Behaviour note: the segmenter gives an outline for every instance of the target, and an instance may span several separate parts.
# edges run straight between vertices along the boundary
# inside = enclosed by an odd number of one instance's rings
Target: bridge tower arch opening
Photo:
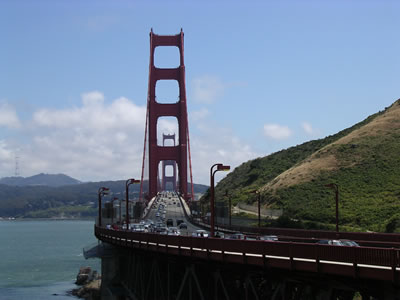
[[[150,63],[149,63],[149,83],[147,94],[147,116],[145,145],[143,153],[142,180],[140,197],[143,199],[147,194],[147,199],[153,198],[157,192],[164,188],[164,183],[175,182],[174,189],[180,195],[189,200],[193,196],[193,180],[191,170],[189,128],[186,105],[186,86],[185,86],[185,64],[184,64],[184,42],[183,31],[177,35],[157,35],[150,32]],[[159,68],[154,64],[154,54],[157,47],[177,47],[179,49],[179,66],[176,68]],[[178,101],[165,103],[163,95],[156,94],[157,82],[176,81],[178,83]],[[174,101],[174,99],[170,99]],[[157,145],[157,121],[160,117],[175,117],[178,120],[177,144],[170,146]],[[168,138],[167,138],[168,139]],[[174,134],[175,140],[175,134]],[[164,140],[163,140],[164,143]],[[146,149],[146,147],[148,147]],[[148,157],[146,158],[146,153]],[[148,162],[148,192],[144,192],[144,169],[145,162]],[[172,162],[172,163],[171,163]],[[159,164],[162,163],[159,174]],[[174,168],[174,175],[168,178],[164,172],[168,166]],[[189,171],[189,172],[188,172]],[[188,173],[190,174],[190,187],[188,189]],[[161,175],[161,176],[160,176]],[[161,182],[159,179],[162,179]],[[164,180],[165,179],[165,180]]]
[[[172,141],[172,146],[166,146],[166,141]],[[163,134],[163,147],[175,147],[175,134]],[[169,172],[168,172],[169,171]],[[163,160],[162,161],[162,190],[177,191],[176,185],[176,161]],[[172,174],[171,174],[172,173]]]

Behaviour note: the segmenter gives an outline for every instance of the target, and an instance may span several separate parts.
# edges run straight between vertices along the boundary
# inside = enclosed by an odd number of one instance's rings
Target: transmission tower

...

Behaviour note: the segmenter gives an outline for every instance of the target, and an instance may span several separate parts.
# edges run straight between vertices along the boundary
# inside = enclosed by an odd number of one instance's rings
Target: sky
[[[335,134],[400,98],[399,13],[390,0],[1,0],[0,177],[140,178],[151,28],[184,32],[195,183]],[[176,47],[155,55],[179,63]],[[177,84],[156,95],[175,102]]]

--

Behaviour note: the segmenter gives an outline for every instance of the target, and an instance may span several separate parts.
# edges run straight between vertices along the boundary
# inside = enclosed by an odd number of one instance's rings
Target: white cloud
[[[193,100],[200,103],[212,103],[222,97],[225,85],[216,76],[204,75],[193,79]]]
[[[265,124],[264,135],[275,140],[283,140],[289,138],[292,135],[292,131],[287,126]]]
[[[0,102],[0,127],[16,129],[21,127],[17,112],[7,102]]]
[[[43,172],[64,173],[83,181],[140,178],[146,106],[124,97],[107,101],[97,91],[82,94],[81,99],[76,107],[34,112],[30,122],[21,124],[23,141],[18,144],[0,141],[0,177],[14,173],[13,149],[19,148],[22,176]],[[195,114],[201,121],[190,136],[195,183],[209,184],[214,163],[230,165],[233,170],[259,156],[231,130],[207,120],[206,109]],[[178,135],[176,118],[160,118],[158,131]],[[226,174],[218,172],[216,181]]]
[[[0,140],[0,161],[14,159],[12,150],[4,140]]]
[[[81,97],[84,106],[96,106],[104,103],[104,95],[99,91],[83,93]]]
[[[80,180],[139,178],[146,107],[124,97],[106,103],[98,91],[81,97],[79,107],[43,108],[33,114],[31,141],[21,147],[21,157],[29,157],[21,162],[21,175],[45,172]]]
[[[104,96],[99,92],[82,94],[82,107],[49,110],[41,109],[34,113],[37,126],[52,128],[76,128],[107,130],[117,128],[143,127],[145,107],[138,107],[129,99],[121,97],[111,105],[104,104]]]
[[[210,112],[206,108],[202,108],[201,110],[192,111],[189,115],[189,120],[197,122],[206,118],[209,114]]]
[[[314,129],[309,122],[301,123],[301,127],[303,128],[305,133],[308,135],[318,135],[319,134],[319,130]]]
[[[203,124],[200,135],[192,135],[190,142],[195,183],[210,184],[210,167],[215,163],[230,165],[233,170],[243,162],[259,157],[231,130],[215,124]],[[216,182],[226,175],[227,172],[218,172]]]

**What is expected:** Every line where "tower" appears must be returned from the listing above.

**Written reply:**
Target: bridge tower arch opening
Target: transmission tower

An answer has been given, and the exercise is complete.